Consignes:
a: Résumez en deux phrases le texte sur les pluies acides.
b: Prolongez le texte sur les pluies acides à partir de sa dernière phrase.

Le GASÉ organisa début 1982, « l’Opération para-pluies acides » conjointement avec la Société pour Vaincre la Pollution (SVP), avec en point d'orgue cette journée de concertation du 22 mai. L’objectif était de former une coalition vouée à combattre les pluies acides. Cette volonté d’union et d'action rencontra un écho notamment chez Pierre Vincent de la SVP et Bruce Walker du groupe STOP (Society To Overcome Pollution), et un écho démultiplié chez André Bélisle, qui arrivait de la Baie James.
Le bâtisseur
Comme André l’a raconté dans l’Action nationale, lui aussi défendait son monde et son âme. Issu du milieu de la construction, monteur de lignes électriques, son profil détonnait dans le monde intello des bios, mais sa force de caractère, ses connaissances du problème et son intelligence politique en imposaient déjà. Son objectif correspondait au nôtre. Il était disponible et pressé d’agir. C’est lui qui prit les rênes de la nouvelle association.

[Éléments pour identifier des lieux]
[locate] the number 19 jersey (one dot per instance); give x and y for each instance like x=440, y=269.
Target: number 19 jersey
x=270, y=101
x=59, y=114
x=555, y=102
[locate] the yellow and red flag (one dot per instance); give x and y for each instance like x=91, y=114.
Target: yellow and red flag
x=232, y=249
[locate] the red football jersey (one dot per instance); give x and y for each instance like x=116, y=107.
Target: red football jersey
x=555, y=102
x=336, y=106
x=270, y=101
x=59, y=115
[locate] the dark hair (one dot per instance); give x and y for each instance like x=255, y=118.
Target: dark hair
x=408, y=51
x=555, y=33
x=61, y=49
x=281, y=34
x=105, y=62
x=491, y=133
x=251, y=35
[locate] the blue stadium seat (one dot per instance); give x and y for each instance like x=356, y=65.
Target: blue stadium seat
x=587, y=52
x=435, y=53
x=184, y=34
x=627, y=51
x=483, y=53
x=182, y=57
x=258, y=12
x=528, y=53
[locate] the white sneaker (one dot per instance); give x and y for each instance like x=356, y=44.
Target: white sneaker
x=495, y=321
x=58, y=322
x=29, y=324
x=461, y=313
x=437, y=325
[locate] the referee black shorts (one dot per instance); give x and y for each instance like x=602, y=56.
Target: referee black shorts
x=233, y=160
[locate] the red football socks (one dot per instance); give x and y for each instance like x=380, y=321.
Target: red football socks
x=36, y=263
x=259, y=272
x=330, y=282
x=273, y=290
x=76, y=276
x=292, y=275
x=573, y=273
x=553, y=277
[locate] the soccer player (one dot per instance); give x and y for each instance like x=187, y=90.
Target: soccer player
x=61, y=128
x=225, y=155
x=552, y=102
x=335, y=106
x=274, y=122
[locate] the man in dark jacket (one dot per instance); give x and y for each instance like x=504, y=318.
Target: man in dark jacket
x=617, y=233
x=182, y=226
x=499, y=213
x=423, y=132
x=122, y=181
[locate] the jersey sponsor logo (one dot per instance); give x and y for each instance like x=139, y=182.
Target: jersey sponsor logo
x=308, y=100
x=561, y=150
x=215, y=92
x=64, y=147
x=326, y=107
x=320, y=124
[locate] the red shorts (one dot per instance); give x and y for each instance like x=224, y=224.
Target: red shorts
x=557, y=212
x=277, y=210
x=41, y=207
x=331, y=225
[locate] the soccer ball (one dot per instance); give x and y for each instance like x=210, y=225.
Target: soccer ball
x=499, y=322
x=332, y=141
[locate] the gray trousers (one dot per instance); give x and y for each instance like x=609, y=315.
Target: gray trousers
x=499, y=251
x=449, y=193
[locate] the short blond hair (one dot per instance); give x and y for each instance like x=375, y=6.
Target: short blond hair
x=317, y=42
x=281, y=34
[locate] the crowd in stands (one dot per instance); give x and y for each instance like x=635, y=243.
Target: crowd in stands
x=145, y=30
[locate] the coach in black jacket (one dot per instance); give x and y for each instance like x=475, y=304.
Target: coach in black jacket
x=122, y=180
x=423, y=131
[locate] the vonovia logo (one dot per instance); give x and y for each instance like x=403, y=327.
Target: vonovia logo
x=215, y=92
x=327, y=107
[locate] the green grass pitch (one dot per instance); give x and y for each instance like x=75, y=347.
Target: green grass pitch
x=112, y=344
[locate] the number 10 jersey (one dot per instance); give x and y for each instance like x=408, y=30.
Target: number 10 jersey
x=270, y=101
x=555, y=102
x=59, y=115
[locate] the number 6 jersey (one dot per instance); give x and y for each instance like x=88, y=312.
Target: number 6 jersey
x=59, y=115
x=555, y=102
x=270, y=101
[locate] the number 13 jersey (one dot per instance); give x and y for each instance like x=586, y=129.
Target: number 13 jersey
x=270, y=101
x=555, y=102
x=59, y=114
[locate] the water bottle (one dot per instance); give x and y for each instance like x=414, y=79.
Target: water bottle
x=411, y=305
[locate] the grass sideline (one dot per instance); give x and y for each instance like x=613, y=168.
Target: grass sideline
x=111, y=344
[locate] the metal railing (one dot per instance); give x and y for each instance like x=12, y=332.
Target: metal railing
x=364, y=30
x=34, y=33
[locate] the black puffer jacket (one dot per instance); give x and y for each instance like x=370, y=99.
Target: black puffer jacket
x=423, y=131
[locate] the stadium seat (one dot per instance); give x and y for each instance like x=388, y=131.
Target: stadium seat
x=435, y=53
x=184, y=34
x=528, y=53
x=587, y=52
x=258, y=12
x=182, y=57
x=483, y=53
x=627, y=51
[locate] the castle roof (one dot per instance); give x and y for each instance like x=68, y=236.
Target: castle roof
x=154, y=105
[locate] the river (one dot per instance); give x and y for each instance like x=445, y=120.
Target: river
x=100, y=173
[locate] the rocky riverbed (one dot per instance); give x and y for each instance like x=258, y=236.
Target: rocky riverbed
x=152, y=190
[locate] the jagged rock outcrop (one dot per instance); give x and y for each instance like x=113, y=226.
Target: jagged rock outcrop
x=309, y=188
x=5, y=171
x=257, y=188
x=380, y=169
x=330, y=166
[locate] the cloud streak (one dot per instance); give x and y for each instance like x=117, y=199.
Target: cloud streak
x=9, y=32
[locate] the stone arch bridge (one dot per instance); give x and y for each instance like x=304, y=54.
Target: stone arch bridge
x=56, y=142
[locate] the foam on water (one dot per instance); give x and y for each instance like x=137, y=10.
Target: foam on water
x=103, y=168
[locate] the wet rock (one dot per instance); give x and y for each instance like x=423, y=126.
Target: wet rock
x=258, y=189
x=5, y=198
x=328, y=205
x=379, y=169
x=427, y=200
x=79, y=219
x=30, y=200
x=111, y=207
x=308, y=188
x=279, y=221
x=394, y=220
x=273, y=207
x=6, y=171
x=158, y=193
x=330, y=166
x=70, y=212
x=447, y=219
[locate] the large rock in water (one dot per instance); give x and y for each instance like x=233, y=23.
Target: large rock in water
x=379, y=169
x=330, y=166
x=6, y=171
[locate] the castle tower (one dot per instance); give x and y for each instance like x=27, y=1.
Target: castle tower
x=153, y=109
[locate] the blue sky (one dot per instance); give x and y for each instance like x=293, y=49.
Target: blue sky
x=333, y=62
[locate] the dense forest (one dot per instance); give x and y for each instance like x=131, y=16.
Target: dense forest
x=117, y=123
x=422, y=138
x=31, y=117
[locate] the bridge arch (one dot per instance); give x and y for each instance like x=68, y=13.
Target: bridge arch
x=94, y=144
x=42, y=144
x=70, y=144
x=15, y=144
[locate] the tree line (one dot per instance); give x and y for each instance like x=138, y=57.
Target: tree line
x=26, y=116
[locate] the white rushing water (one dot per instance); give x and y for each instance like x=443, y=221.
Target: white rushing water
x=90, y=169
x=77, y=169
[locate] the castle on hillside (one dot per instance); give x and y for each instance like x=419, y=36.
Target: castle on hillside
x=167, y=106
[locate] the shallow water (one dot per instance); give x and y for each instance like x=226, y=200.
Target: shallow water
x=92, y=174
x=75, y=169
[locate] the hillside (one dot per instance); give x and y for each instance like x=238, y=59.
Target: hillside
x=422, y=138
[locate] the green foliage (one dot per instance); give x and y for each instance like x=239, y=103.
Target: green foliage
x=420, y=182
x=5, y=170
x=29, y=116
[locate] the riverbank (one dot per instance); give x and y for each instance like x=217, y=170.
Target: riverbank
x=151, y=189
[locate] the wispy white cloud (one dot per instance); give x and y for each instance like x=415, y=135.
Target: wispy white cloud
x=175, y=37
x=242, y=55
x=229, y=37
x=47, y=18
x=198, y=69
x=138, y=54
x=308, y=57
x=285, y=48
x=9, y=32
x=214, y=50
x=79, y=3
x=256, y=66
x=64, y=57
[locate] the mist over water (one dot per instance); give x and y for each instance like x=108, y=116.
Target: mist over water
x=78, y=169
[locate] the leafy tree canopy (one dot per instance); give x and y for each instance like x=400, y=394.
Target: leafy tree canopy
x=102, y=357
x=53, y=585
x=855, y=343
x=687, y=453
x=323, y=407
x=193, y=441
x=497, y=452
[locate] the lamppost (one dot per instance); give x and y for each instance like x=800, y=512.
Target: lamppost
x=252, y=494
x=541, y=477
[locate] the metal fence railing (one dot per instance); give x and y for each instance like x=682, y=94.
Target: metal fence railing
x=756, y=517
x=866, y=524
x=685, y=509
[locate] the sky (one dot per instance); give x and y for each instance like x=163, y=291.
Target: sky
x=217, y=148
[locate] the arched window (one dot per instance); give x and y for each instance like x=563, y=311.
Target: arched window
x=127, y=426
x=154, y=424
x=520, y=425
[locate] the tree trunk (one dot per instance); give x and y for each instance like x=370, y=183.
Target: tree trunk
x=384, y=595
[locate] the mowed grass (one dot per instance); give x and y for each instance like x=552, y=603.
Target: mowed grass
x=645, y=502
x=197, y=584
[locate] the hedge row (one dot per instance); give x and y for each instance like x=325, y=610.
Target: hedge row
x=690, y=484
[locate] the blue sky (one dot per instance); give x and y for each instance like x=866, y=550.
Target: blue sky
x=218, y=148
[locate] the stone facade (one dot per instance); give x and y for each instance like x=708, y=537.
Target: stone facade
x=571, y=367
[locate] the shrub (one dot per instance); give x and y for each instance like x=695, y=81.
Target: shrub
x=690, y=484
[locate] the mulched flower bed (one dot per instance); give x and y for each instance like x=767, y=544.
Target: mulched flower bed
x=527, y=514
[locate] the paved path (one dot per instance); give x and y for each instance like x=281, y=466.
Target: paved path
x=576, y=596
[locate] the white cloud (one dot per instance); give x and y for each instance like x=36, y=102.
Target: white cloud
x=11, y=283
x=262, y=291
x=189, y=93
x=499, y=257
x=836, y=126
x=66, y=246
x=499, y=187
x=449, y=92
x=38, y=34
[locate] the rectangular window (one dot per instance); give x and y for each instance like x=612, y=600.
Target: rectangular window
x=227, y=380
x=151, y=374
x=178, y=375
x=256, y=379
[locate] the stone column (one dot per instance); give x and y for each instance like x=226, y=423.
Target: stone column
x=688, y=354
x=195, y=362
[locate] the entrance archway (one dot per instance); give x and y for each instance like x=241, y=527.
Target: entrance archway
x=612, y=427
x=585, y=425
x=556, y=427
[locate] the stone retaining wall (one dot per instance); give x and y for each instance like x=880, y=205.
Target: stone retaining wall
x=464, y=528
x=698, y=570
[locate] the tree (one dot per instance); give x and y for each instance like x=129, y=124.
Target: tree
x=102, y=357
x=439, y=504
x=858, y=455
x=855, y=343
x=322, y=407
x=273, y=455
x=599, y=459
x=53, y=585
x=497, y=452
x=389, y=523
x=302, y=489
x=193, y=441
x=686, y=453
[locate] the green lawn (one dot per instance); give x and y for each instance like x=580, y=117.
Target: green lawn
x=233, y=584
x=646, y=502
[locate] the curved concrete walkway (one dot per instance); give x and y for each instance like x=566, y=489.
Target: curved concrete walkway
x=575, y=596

Réponses par consigne:
a: Début 1982, le GASÉ et la Société pour Vaincre la Pollution organisèrent « l'Opération para-pluies acides », couronnée par une journée de concertation le 22 mai, pour former une coalition contre les pluies acides. André Bélisle, monteur de lignes électriques arrivé de la Baie James et pressé d'agir, répondit à cet appel et prit les rênes de la nouvelle association.

b:
Et actions il y eut. Pendant la décennie 80, plusieurs centaines de conférences, d’actions et de manifestations diverses furent organisées pour informer le public et faire pression sur les gouvernements québécois, canadien et étasunien. Certaines manifestations furent coordonnées avec la sœur jumelle, la Coalition canadienne contre les pluies acides, qui disposait de moyens que nous n'avions pas, dont un relais à Washington. Néanmoins, de 1986 à 1988 l’AQLPA eut six équipes à l’œuvre dans autant de régions du Québec. J'eus l'honneur d'animer pendant deux ans la régionale des Hautes-Laurentides en compagnie notamment de Martin Legault et Daniel Pominville. Pendant cette période, l’Association effectua en moyenne une réunion d’information ou une action tous les deux jours quelque part au Québec. Les pressions populaires nord-américaines portèrent fruit finalement.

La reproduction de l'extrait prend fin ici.